SOURCE DATA:
--

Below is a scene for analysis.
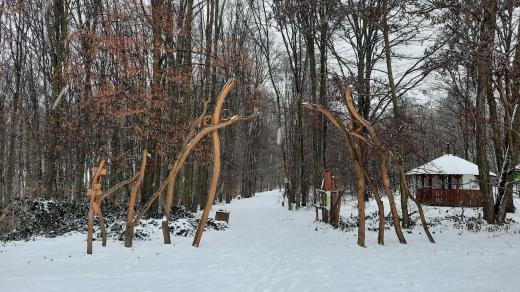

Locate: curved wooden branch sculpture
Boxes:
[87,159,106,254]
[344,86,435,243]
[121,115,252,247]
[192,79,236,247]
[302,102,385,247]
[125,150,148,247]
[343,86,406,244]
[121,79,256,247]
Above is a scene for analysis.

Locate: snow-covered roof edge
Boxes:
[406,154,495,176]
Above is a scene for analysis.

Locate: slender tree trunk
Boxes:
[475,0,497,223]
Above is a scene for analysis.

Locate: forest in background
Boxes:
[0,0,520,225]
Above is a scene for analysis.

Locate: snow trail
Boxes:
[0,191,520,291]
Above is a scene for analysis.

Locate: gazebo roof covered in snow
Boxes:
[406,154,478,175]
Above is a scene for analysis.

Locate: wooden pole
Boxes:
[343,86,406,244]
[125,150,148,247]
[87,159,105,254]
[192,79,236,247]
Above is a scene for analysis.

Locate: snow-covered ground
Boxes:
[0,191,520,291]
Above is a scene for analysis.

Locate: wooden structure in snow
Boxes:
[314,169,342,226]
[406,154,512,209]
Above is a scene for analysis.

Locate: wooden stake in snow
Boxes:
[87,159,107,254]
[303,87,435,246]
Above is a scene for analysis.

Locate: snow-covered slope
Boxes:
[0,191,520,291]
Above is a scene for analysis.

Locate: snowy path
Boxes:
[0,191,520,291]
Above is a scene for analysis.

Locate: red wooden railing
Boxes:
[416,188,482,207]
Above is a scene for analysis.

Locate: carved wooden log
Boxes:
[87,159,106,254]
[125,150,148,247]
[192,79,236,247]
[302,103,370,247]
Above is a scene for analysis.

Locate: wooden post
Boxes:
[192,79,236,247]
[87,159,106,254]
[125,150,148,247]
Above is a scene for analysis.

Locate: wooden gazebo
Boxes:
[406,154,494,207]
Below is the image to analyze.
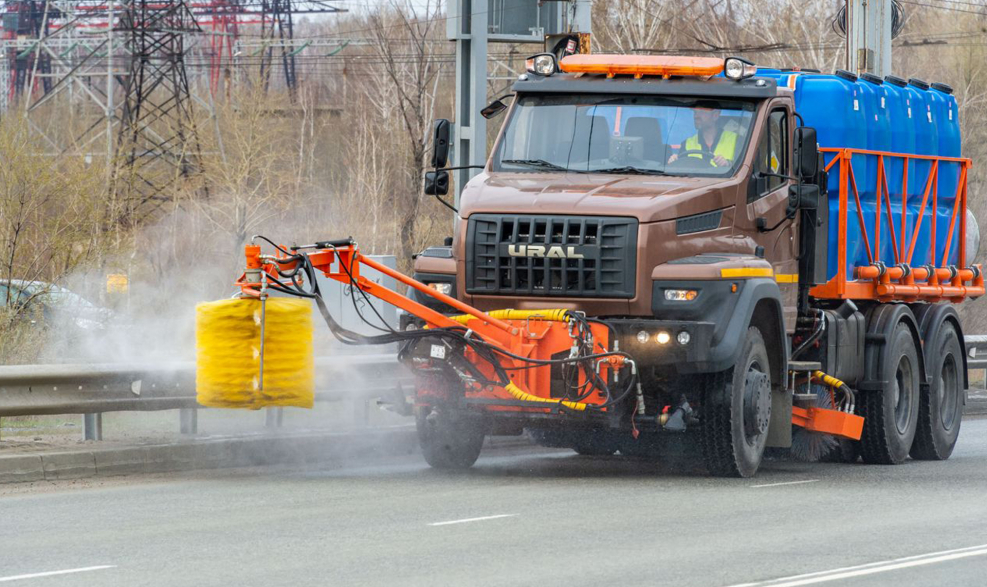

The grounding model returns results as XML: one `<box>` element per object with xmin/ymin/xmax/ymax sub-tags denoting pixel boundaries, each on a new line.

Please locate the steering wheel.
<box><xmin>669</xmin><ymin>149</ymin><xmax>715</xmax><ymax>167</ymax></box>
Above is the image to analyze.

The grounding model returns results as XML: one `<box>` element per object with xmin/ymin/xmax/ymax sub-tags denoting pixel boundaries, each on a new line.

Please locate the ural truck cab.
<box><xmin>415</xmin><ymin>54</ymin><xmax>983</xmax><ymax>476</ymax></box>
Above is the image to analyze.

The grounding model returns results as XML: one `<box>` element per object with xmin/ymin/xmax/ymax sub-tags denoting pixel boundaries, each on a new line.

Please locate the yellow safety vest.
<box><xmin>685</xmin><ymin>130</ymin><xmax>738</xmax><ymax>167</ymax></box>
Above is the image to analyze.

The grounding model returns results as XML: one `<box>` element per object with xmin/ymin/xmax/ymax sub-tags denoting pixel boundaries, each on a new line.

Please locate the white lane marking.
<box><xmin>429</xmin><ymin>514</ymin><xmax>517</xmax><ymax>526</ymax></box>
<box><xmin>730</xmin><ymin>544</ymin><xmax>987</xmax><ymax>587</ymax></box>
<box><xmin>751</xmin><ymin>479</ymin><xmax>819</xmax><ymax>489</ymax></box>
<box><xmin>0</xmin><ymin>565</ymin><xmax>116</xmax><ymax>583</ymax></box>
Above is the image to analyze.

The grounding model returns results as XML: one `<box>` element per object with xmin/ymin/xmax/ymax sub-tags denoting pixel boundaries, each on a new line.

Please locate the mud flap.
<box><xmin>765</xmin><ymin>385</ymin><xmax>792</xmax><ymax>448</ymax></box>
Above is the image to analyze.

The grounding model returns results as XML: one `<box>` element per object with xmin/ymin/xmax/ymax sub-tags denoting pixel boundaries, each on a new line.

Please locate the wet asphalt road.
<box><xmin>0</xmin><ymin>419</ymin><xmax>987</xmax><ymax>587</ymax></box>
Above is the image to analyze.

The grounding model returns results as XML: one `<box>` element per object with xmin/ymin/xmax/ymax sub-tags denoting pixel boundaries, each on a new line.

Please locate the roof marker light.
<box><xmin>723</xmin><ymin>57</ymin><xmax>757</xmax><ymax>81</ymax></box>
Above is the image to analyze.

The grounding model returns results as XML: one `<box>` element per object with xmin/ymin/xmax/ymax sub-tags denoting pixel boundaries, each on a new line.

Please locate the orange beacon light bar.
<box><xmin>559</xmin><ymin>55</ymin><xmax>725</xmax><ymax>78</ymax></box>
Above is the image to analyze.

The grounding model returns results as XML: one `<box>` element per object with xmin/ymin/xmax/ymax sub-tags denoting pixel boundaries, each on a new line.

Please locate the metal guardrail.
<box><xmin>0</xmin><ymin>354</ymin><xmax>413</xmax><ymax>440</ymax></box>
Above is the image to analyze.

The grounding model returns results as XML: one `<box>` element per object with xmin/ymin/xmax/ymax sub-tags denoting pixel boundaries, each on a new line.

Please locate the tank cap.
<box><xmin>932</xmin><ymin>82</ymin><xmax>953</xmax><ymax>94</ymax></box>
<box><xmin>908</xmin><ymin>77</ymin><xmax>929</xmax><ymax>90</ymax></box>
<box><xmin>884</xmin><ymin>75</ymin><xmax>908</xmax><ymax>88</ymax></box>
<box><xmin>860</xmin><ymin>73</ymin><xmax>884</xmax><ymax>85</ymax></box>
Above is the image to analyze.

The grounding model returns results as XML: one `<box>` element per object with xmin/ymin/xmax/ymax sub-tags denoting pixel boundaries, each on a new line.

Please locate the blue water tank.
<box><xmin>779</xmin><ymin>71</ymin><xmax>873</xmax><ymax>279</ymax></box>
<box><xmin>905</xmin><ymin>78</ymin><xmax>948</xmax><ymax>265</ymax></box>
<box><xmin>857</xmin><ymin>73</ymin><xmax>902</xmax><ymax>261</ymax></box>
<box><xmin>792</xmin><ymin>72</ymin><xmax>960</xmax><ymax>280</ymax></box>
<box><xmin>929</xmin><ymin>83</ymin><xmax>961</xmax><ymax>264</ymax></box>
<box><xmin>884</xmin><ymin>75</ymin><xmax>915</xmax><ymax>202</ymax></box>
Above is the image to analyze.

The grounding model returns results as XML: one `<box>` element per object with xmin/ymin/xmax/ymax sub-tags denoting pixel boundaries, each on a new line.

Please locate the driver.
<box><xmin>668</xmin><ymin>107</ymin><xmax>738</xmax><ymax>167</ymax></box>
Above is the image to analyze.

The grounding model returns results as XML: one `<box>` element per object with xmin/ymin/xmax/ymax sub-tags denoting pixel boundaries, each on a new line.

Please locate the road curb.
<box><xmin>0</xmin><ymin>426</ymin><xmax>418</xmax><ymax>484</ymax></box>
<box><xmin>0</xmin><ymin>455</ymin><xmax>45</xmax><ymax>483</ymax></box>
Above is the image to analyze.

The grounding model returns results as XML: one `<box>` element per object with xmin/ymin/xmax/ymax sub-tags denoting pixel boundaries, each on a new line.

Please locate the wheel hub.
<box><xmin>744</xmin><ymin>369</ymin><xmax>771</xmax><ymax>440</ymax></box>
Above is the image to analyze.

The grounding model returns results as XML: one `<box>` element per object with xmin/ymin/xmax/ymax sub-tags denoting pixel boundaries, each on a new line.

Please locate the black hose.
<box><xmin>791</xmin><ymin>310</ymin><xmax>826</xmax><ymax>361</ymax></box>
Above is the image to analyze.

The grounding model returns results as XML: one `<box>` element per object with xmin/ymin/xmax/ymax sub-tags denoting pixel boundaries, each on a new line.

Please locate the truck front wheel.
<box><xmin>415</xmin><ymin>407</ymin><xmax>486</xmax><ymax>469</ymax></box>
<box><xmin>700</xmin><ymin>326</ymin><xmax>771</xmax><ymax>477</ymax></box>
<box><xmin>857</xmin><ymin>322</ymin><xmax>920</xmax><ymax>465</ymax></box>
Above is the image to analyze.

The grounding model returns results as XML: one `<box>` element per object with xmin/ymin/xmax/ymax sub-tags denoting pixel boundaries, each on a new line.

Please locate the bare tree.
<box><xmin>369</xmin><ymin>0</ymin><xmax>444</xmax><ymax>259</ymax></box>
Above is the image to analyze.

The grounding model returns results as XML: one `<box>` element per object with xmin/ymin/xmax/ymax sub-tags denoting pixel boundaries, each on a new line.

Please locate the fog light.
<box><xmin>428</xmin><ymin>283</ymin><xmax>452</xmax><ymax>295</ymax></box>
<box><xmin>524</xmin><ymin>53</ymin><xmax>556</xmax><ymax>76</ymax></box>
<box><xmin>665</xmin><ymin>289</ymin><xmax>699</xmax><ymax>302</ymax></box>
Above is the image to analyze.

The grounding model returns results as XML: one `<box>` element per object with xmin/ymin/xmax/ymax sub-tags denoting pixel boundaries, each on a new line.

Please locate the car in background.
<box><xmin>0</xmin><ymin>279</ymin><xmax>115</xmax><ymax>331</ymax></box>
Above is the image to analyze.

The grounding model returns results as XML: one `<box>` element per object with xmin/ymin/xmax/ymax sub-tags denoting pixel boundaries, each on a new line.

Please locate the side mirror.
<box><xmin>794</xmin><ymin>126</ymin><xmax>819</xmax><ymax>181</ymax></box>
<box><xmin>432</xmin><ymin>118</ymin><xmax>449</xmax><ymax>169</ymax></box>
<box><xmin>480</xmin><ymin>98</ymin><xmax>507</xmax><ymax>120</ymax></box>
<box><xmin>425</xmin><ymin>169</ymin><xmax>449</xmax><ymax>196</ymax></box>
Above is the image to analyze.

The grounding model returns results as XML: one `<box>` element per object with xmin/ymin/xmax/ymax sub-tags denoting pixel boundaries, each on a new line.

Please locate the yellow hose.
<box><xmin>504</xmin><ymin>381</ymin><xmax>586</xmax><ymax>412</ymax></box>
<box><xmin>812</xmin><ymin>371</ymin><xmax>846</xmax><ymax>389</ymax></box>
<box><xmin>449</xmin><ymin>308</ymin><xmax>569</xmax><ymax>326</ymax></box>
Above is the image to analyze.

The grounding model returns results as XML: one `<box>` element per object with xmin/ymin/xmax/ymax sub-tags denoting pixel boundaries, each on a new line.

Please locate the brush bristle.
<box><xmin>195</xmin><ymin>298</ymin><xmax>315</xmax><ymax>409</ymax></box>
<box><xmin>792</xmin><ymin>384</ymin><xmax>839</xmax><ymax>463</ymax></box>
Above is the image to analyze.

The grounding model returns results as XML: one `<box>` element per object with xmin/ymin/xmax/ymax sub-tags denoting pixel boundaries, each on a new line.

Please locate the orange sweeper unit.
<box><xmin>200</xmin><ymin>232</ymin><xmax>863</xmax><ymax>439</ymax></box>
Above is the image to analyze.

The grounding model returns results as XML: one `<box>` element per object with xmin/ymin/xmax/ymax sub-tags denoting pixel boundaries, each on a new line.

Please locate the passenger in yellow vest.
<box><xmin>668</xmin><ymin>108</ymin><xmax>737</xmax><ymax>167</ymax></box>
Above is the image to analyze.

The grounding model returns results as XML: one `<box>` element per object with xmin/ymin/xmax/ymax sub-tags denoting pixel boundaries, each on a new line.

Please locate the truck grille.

--

WHAT THIS TASK INVOLVES: Add -26 to every box coordinate in the answers, and write the lines out again with the requests included, starting with the first line of the records and going on through the line with "[406,154,495,176]". Leave the pictures out.

OUTPUT OF THE TASK:
Below is a scene for analysis.

Locate: curved wooden branch sculpture
Boxes:
[61,133,80,228]
[318,60,409,217]
[95,89,226,221]
[166,53,210,221]
[276,76,359,221]
[99,124,122,221]
[317,60,380,218]
[95,53,230,221]
Above is a scene for analysis.

Locate: snow-covered roof edge
Boxes:
[380,128,469,150]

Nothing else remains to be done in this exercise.